**Data records**
┄┄┄┄┄┄

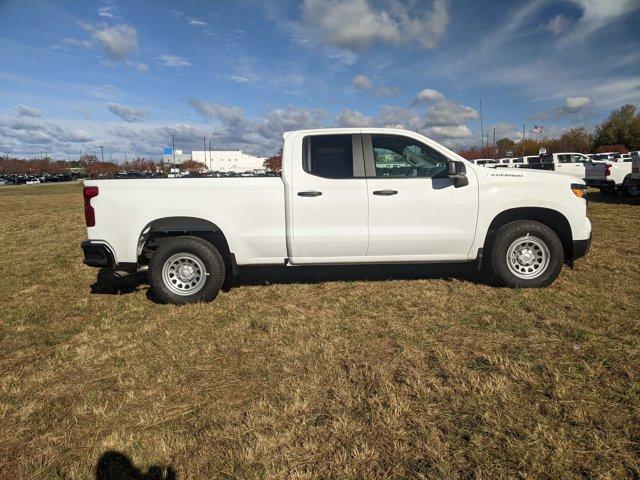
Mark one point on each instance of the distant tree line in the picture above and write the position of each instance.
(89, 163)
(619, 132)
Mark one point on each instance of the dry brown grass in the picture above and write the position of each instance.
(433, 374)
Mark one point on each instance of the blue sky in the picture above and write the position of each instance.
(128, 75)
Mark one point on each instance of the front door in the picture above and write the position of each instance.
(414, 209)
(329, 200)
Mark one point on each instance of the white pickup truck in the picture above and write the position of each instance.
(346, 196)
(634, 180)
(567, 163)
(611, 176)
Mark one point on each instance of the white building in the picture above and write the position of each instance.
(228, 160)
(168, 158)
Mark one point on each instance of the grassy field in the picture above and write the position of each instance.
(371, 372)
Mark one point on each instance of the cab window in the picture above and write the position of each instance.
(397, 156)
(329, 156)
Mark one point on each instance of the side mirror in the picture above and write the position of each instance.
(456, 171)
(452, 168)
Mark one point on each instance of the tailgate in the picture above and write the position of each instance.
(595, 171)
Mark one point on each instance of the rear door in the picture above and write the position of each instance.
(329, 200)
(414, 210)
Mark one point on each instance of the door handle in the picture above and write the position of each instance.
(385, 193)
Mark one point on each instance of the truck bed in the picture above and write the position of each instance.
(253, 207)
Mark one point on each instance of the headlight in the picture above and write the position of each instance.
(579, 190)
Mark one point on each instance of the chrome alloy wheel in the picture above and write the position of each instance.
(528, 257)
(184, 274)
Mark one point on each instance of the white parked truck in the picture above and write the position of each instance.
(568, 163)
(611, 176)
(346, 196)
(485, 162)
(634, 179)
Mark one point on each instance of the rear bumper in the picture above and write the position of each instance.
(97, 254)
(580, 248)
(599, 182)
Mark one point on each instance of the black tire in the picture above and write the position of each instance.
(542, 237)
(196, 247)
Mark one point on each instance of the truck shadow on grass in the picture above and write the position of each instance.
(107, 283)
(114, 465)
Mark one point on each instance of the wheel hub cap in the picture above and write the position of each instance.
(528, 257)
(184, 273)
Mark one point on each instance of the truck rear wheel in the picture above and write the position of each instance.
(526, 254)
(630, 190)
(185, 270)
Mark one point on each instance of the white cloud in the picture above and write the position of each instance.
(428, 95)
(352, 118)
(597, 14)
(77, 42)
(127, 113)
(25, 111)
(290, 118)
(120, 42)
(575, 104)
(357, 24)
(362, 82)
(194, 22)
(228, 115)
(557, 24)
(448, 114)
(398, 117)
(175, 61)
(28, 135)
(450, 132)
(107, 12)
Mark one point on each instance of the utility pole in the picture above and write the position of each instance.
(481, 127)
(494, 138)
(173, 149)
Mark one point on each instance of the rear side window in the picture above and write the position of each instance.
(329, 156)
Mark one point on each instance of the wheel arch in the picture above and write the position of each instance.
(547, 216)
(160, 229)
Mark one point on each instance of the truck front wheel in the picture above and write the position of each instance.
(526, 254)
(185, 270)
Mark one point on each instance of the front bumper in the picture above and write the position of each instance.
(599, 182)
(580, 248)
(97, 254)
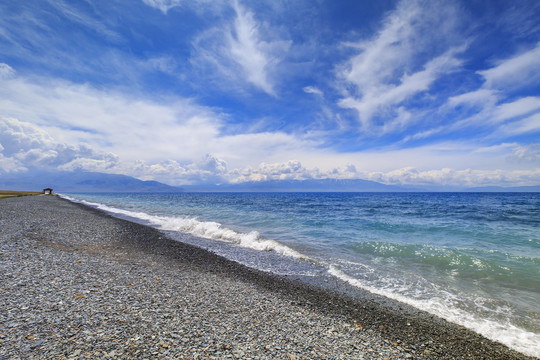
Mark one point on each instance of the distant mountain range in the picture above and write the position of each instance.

┄┄┄┄┄┄

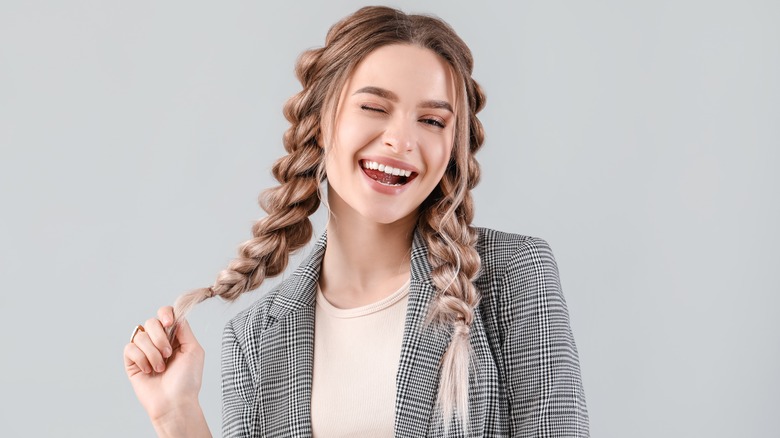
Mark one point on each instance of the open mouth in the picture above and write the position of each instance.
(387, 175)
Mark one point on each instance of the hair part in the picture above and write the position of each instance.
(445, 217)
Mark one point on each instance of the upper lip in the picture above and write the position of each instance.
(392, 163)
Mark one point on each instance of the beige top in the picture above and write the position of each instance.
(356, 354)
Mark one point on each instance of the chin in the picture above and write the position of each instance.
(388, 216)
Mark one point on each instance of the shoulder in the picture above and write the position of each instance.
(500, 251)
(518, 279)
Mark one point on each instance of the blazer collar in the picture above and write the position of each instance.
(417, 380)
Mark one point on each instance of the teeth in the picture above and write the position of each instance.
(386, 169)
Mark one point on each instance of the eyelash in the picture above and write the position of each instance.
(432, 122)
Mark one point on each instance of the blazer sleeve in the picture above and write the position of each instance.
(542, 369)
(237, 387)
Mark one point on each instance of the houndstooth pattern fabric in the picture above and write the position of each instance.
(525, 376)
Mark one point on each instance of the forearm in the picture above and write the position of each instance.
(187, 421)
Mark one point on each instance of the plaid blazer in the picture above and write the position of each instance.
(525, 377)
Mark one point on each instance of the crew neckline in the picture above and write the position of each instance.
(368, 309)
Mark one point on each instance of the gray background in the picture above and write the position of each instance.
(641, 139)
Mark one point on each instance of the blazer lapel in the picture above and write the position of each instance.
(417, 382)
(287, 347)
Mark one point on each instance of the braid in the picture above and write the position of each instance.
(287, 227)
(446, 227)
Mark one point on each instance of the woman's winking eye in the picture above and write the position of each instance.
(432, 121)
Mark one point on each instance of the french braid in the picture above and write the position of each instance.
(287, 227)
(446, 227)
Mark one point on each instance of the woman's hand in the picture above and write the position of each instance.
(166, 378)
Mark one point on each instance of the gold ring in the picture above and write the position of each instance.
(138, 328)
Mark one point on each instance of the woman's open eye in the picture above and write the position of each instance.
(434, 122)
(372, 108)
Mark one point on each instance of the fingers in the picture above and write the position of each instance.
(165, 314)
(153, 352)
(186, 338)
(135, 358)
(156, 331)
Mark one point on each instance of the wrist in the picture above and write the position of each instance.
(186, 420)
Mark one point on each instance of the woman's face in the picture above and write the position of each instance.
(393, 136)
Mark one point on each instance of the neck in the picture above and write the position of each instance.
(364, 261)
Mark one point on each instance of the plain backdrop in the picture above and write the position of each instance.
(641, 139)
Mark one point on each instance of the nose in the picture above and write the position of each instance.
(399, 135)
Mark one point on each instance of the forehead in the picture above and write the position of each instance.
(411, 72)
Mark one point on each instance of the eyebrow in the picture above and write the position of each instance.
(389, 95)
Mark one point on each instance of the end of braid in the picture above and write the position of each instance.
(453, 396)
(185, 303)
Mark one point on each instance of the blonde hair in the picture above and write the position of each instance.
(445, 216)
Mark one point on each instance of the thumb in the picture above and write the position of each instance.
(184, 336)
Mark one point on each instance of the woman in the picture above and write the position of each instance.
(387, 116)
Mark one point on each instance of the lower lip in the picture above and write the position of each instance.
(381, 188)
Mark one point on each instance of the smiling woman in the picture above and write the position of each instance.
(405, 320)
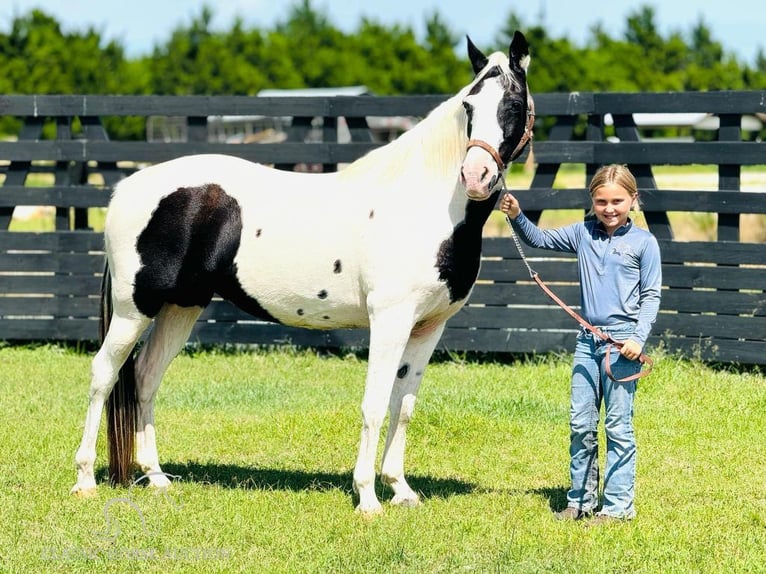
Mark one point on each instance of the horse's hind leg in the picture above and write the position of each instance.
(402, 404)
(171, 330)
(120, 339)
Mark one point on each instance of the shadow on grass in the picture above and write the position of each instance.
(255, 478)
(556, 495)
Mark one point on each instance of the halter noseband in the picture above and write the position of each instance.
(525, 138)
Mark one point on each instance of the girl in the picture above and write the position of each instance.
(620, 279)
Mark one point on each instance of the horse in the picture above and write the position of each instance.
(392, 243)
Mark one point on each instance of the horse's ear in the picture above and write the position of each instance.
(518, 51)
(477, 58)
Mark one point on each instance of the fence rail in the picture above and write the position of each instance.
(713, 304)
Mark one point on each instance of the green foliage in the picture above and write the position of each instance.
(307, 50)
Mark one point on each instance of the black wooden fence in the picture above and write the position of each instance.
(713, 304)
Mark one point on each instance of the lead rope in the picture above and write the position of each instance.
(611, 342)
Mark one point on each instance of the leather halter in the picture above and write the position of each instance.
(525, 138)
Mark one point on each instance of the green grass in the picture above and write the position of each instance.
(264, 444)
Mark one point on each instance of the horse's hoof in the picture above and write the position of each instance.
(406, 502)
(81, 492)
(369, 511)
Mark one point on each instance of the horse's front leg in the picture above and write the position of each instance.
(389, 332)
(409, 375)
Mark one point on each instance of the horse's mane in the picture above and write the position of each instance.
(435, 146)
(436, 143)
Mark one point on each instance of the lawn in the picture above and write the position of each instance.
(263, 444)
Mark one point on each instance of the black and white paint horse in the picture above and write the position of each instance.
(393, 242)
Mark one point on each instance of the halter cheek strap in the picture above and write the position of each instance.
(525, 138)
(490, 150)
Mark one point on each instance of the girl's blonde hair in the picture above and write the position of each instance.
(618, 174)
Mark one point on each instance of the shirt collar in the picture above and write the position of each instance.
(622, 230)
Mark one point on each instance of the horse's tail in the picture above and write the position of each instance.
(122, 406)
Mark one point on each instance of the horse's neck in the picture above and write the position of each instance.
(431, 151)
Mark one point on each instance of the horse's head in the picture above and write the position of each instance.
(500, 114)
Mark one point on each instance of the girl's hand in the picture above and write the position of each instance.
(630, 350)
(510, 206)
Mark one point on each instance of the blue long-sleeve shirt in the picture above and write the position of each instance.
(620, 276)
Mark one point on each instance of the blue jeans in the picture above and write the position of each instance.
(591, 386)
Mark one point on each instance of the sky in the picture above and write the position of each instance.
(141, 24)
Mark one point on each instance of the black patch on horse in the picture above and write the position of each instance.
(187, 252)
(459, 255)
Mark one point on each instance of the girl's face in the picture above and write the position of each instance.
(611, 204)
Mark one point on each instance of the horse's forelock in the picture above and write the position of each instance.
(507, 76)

┄┄┄┄┄┄

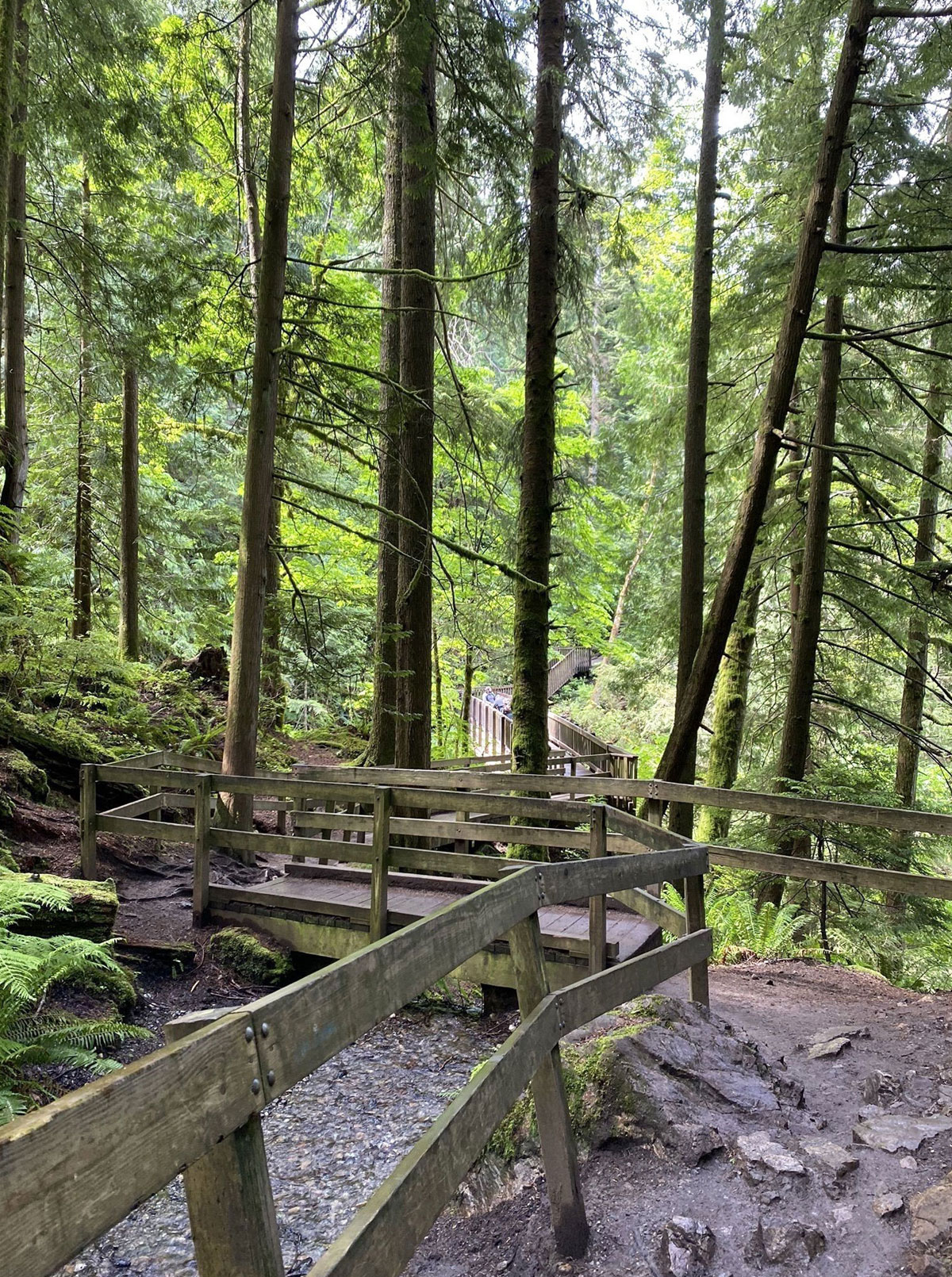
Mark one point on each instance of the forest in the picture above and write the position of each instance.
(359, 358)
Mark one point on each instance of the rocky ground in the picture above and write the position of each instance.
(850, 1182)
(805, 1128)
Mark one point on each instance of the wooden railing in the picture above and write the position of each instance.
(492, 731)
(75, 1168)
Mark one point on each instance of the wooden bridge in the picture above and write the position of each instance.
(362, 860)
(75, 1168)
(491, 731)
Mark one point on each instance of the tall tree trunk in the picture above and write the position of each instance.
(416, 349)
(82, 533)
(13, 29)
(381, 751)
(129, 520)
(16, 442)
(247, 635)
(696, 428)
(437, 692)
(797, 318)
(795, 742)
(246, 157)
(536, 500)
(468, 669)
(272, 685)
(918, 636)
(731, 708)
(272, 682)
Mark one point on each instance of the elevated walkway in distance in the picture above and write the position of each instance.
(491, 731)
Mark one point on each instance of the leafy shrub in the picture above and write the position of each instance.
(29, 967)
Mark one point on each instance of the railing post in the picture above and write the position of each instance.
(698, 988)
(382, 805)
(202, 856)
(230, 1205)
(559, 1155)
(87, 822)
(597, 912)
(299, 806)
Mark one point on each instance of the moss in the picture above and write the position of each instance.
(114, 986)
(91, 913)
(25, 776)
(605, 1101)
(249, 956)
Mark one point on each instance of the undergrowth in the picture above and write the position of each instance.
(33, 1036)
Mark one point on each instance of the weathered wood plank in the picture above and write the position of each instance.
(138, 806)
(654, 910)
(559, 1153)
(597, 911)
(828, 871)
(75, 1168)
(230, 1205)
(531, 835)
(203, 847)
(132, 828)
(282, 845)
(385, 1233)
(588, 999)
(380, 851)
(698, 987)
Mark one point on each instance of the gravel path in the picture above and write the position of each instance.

┄┄┄┄┄┄

**What is expected**
Show each line from the records above that contains the word "window", reproducing every such line in full.

**Written response**
Mark one point on each instance of the cab window in the picture above and write the position of each instance.
Mark one point on each instance of the rear side window in the picture above and write the position of each instance.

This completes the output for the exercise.